WHAT YOU WILL DO:
1. List the foods that the letter from Rwanda says were distributed to all in need.
2. According to the letter from Rwanda, how did the writer preach to the congregation of a former student?
3. Print the part of the letter from Rwanda that opens with the words containing "The hardest decision" and closes with "you, as well.".

TEXT UNDER STUDY:
Greetings from Rwanda, as the world continues to wrestle with the fallout of the coronavirus. In Rwanda, this past month has presented challenges and opportunities. April is always an emotional time as the country commemorates the genocide of 1994, but that has been compounded this year with the lockdown of the country that prevented gatherings for remembrance or travel to memorial sites. Our lockdown has been strictly enforced and honored by the people, but that has come at a cost, both emotionally and economically. People have not been able to gather to remember. We are not allowed outside our homes, except to buy essentials for life, and there has been no travel outside our city or village. This has had a great economic impact on people, since most live from the daily income of selling their products in small businesses. With shops and street vendors closed, there has been no income for many. These are the poorest in the country, and they are the most significantly affected.

Beyond gathering together, another element to the Rwandan remembrance is giving aid to the survivors, especially widows and orphans. This is usually in the form of helping with housing, or school fees and the like. This year, however, it has taken a different focus. The government and the churches have combined efforts to provide food for the neediest in the communities, regardless of genocide status. Instead of being given to just survivors, cooking oil, rice and beans have been distributed to all in need. The churches have been at the center of this action. Even though Christians have not been allowed to gather for worship, they have contributed money, and the elders and pastors have purchased the food, then organized distribution according to need. All of this has been done honoring social distancing. Those who gathered, kept their distance and waited patiently to receive what would be life-sustaining supplies. So even in the midst of lockdown, ministry has been happening. The love of Christ has been extended. Commemoration has taken a new direction, uniting people in a new way. God has brought good out of difficulty.

My ministry has taken on new directions as well. I can be in touch with my “scattered” congregation, mostly students who have gone to their homes around the country. While many do not have the home internet connections to support virtual worship, they have some limited service on their phones. I have written spiritual encouragements for them twice a week. These, I have discovered, have been shared beyond our congregation to several others and even internationally. In addition, I have been able to take on some English editing projects that I would not have had time for otherwise, and this past Sunday I preached, via WhatsApp conference call, to a congregation of one of my former students. There were technical challenges, as the call dropped twice, but we reconnected and continued. I even recorded a sermon for use by a congregation in the States, so I was with them virtually. So, just as is happening with all of you, ministry is taking on new forms. God is using us in the midst of, and because of, this pandemic.

The hardest decision for me was to cancel all my plans for a trip to the States this year. Hopefully, in 2021, when churches are open again and travel is safe, I can be with you in person. In the meantime, I thank you for your continued support, financially and spiritually, and as you pray for me, I assure you I am praying for you. I am safe and well and being used by God. I pray that is true for all of you, as well.

INFORMATION GIVEN:
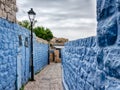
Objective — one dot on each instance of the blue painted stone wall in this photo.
(93, 63)
(15, 58)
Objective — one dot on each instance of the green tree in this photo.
(44, 33)
(40, 31)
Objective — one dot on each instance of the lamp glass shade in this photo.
(31, 14)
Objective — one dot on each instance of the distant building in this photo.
(56, 44)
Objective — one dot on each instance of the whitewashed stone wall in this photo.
(8, 10)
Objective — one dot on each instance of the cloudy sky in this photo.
(72, 19)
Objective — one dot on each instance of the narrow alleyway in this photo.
(48, 79)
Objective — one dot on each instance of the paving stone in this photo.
(49, 78)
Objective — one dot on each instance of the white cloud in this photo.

ANSWERS BELOW:
1. Cooking oil, rice, beans

2. Via WhatsApp conference call.

3.
The hardest decision for me was to cancel all my plans for a trip to the States this year. Hopefully, in 2021, when churches are open again and travel is safe, I can be with you in person. In the meantime, I thank you for your continued support, financially and spiritually, and as you pray for me, I assure you I am praying for you. I am safe and well and being used by God. I pray that is true for all of you, as well.